Work required> Edit the records below so that every "marker" becomes "pin", and leave everything else as it is.

Data drawn from a collection:

═══

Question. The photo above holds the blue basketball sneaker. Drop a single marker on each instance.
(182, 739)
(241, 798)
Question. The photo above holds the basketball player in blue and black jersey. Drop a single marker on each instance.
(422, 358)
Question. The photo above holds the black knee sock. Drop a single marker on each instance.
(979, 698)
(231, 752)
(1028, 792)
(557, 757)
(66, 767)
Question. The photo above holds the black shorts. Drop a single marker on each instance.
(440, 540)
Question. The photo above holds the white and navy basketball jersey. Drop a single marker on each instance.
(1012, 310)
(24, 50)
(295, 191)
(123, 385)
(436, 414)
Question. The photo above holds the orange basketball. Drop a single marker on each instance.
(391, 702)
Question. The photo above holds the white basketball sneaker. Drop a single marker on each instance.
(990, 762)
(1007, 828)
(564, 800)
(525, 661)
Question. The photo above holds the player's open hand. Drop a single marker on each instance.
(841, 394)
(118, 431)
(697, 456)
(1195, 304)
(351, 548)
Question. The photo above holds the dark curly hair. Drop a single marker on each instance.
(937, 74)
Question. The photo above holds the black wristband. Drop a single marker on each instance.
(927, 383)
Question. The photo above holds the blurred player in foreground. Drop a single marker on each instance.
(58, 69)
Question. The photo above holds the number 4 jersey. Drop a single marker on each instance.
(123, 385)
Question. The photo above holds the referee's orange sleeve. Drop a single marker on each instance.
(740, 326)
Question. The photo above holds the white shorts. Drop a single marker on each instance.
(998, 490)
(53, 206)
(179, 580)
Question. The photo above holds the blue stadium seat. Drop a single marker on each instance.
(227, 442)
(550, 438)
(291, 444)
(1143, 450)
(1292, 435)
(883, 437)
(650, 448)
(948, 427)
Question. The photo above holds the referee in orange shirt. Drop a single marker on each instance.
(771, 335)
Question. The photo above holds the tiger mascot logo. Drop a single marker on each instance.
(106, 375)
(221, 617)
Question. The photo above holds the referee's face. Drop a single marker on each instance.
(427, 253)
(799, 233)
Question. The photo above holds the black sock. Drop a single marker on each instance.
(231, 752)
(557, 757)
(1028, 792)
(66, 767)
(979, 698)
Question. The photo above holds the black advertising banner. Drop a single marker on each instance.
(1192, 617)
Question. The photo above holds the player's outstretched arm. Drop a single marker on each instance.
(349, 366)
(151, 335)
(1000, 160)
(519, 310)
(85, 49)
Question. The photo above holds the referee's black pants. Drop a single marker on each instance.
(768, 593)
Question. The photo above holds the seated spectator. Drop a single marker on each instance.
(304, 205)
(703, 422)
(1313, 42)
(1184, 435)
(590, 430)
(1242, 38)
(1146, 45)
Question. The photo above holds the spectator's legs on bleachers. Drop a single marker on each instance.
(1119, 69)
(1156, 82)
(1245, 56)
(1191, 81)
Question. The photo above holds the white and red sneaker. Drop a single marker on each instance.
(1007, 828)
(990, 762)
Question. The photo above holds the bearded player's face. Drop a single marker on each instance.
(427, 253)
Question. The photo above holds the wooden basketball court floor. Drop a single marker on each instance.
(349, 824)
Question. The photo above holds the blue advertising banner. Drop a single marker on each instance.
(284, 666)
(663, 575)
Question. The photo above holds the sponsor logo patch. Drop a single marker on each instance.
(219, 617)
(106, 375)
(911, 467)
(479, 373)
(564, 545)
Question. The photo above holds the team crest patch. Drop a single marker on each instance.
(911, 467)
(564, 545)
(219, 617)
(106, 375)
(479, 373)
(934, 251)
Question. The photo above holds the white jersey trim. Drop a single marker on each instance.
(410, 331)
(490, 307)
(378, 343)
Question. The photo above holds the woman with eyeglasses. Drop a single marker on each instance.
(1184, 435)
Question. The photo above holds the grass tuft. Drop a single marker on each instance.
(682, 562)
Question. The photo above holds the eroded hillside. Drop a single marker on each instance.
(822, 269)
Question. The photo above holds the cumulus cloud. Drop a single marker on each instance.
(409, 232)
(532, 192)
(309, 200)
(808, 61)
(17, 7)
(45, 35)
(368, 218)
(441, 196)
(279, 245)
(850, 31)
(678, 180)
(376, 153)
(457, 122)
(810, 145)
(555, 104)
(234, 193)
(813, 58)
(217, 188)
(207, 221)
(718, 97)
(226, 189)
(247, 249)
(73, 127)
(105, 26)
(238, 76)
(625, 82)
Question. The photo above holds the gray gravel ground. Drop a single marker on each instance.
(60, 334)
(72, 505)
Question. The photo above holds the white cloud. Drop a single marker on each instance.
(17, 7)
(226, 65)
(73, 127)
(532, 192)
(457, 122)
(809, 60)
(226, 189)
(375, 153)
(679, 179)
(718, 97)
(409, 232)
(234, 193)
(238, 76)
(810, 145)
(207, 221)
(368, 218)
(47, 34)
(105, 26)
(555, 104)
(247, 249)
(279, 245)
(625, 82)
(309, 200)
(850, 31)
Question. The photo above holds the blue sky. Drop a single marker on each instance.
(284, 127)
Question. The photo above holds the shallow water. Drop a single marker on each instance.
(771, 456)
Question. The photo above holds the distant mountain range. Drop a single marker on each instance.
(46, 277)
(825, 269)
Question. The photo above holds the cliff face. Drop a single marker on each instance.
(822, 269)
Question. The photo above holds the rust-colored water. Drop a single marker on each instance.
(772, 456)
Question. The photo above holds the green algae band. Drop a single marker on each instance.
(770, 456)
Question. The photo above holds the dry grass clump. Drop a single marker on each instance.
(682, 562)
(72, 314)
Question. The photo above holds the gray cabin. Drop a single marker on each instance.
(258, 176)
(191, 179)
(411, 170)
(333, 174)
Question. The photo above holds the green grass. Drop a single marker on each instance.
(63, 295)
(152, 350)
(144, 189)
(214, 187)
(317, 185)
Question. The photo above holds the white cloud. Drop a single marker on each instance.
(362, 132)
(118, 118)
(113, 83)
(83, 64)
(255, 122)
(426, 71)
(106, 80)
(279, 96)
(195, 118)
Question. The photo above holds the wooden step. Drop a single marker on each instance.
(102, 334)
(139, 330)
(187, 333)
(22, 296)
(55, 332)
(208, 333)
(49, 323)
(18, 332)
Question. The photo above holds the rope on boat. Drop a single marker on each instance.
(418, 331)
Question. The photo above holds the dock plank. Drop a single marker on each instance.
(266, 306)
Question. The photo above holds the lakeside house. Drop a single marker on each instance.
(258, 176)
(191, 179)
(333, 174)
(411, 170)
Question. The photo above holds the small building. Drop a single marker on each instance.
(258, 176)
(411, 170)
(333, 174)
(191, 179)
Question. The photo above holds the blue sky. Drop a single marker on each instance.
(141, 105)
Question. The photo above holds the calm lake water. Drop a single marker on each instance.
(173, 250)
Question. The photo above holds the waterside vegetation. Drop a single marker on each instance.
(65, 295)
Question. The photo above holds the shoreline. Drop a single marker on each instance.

═══

Final result>
Question. The photo above holds the blue basketball sneaker. Drop a single pin on each instance.
(182, 739)
(241, 798)
Question. The photo above holds the basketball player in blue and black jersey. Drop a single pin on each instance.
(422, 358)
Question. The photo above holds the black knee sock. Drop a single pin on each instance.
(979, 698)
(231, 752)
(1028, 792)
(557, 757)
(66, 767)
Question. The photo above holds the black shorts. Drop a single pin on each instance.
(440, 540)
Question. The photo above holds the white and navy basketball jersey. Drop a single pin on each instance.
(1012, 310)
(24, 50)
(295, 191)
(123, 385)
(436, 414)
Question. The photo above holds the orange basketball. Drop a single pin on each instance.
(391, 702)
Question. The photo above holds the white basketball sneaker. Drop a single pin on each instance.
(990, 762)
(1007, 828)
(564, 800)
(525, 661)
Question. The photo above holds the player's open hand. Drop a single pin on each instance.
(841, 394)
(118, 431)
(697, 456)
(1195, 304)
(351, 548)
Question. The photo above holds the dark curly hair. Drop a single pin on each instance.
(937, 74)
Question. The photo above holds the black wristband. Drop a single pin on each instance.
(927, 383)
Question. The photo above holds the blurred player in foreground. Drop a single pin on each instance.
(58, 69)
Question. The photo above holds the number 4 jersey. Drop a single pin on each instance.
(123, 385)
Question. The photo above holds the referee's orange sleeve. Drop a single pin on each instance.
(740, 326)
Question. The photo above holds the white shorts. Drop a single pin on each instance.
(998, 490)
(53, 206)
(179, 580)
Question. The photo above holds the blue stadium seat. Drop a single pin on each instance.
(227, 442)
(550, 438)
(291, 444)
(1143, 450)
(1292, 435)
(883, 437)
(650, 448)
(948, 427)
Question. The photo above holds the referee in orange shirt. Drop a single pin on each instance.
(771, 335)
Question. The photo above holds the tiger mascot logo. Drop a single pin on each instance.
(106, 375)
(221, 617)
Question. The photo above holds the referee's face. Drop a single pin on each instance.
(427, 253)
(799, 233)
Question. The photo above holds the black sock. Drop a single pin on each instance.
(231, 752)
(557, 757)
(1028, 792)
(66, 767)
(979, 698)
Question. The photo above holds the black advertising banner. Drop a single pin on each instance.
(1192, 617)
Question. The photo above holds the player's outstretched arm. Drop a single pin on each instance.
(349, 366)
(151, 335)
(1000, 160)
(519, 310)
(85, 49)
Question. The photo above holds the referee's black pants. Drop a single pin on each instance.
(768, 593)
Question. The photo above holds the seated spectator. Drop a single pin on each instance.
(304, 205)
(703, 422)
(1313, 42)
(1184, 435)
(590, 430)
(1242, 38)
(1146, 45)
Question. The photo above holds the spectator's legs on bleachers. Drop a single pin on each instance.
(1119, 69)
(1156, 82)
(1245, 56)
(1191, 81)
Question. The photo above holds the white and red sneaker. Drop a single pin on each instance.
(1007, 828)
(990, 762)
Question. The photo above holds the bearded player's face. Drop a single pin on each instance.
(427, 253)
Question. The photo above holds the wooden basketball court floor. Drop a single pin on each instance.
(349, 824)
Question. The photo above holds the blue advertising banner. Drop a single pin on each instance.
(284, 666)
(663, 575)
Question. The photo above holds the sponsor logo patch. Drop a single pin on each instance.
(219, 617)
(106, 375)
(911, 467)
(479, 373)
(564, 545)
Question. The photo above holds the team crest patch. Drop a single pin on each instance.
(911, 467)
(564, 545)
(219, 617)
(106, 375)
(479, 373)
(934, 251)
Question. The photo above holds the white jersey trim. Drop a single pin on each instance.
(410, 331)
(490, 307)
(378, 343)
Question. The photo above holds the woman with eyeglasses. Drop a single pin on each instance.
(1184, 435)
Question. The photo above holds the grass tuft. Drop a single pin on each instance.
(682, 562)
Question. The photo above holds the eroded hillside. Drop a single pin on each instance.
(822, 269)
Question. The photo above holds the cumulus cloud. Drop a single pin on each instance.
(409, 232)
(532, 192)
(309, 200)
(808, 61)
(17, 7)
(45, 35)
(368, 218)
(441, 196)
(279, 245)
(850, 31)
(678, 180)
(376, 153)
(457, 122)
(810, 145)
(555, 104)
(234, 193)
(813, 58)
(217, 188)
(207, 221)
(718, 97)
(226, 189)
(247, 249)
(73, 127)
(105, 26)
(238, 76)
(625, 82)
Question. The photo above holds the gray gravel ground. Drop a single pin on each instance.
(60, 334)
(72, 505)
Question. The photo above holds the white cloud. Drop a single pin on each instance.
(17, 7)
(226, 65)
(73, 127)
(532, 192)
(457, 122)
(809, 60)
(226, 189)
(375, 153)
(679, 179)
(718, 97)
(409, 232)
(234, 193)
(238, 76)
(810, 145)
(207, 221)
(368, 218)
(47, 34)
(105, 26)
(555, 104)
(247, 249)
(279, 245)
(625, 82)
(309, 200)
(850, 31)
Question. The photo above holds the blue sky. Drop a single pin on each instance.
(284, 127)
Question. The photo above holds the shallow water. Drop a single pin on each instance.
(771, 456)
Question. The photo above holds the distant mountain range. Drop a single pin on each instance.
(46, 277)
(825, 269)
Question. The photo above holds the cliff face. Drop a single pin on each instance.
(822, 269)
Question. The photo above holds the rust-colored water. Drop a single pin on each instance.
(772, 456)
Question. The photo above holds the green algae band. Drop a single pin on each instance.
(770, 456)
Question. The photo above holds the dry grass clump. Drop a single pin on each instance.
(682, 562)
(72, 314)
Question. The photo above holds the gray cabin. Drop a single pin on each instance.
(258, 176)
(191, 179)
(411, 170)
(333, 174)
Question. The photo above holds the green grass. Drop a single pin on each instance.
(63, 295)
(152, 350)
(144, 189)
(214, 187)
(317, 185)
Question. The photo above holds the white cloud. Drop a single pin on each instance.
(362, 132)
(118, 118)
(113, 83)
(83, 64)
(255, 122)
(426, 71)
(106, 80)
(279, 96)
(195, 118)
Question. The photo above holds the wooden step. Drop a single pin on each instance.
(102, 334)
(139, 330)
(187, 333)
(22, 296)
(55, 332)
(208, 333)
(49, 323)
(18, 332)
Question. The photo above holds the rope on boat. Drop a single pin on each instance.
(418, 331)
Question. The photo above holds the dock plank. Drop a single pin on each instance.
(266, 306)
Question. The photo above holds the lakeside house. Drop a single pin on each instance.
(258, 176)
(191, 179)
(333, 174)
(411, 170)
Question. The photo above holds the small building. Drop a single pin on each instance.
(258, 176)
(411, 170)
(333, 174)
(191, 179)
Question. The photo above holds the blue sky. Drop a single pin on each instance.
(141, 105)
Question. The photo above holds the calm lake water. Drop a single pin on each instance.
(173, 250)
Question. The photo above holds the waterside vegetation. Drop a single pin on each instance.
(65, 295)
Question. The photo above holds the shoreline. Drop a single pin on each instance.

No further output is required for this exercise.